**Source records:**

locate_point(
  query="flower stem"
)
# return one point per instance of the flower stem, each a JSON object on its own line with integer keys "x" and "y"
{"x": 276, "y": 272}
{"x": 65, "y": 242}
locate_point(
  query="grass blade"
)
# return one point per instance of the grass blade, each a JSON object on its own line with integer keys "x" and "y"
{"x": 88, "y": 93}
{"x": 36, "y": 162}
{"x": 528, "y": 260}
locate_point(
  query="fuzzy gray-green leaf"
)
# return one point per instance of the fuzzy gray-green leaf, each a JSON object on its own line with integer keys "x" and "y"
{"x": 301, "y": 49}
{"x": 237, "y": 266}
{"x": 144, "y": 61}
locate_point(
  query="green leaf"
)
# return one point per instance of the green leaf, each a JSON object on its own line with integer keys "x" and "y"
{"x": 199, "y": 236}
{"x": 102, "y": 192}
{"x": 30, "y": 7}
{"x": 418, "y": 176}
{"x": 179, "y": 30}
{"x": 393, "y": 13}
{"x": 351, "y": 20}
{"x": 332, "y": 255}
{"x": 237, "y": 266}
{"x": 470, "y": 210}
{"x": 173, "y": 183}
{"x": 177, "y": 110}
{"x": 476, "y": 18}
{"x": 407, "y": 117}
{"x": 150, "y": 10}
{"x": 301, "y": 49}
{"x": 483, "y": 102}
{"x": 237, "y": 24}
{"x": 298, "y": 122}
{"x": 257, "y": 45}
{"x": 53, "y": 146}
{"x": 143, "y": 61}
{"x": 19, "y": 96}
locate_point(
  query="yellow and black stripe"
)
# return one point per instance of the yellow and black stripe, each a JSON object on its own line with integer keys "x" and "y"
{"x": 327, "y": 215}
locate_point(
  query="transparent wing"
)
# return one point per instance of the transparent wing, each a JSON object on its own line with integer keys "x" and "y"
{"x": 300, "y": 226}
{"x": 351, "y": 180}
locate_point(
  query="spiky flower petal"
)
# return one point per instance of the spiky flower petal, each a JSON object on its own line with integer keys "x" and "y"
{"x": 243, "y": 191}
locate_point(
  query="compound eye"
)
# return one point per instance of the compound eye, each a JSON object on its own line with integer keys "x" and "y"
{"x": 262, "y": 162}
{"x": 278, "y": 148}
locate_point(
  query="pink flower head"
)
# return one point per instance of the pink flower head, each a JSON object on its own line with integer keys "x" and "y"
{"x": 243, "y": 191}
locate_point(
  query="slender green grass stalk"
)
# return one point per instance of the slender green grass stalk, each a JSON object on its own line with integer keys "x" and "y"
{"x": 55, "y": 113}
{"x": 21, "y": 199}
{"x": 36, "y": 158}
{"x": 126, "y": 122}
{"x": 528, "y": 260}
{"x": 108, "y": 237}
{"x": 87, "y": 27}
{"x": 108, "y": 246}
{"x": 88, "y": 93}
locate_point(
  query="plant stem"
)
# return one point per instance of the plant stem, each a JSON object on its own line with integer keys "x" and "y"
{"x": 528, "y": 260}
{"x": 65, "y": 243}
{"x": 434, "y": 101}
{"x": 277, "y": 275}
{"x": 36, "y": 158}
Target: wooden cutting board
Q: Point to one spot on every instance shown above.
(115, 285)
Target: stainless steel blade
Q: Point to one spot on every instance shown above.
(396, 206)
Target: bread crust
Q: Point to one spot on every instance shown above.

**DESCRIPTION OF THE TASK:** Copy every line of the entries in which "query" can be found.

**EXPECTED ANSWER:**
  query="flower stem"
  query="grass blade"
  query="fuzzy gray-green leaf"
  query="green leaf"
  query="yellow and black stripe"
  query="transparent wing"
  query="spiky flower petal"
  query="compound eye"
  query="pink flower head"
  query="slender green grass stalk"
  query="plant stem"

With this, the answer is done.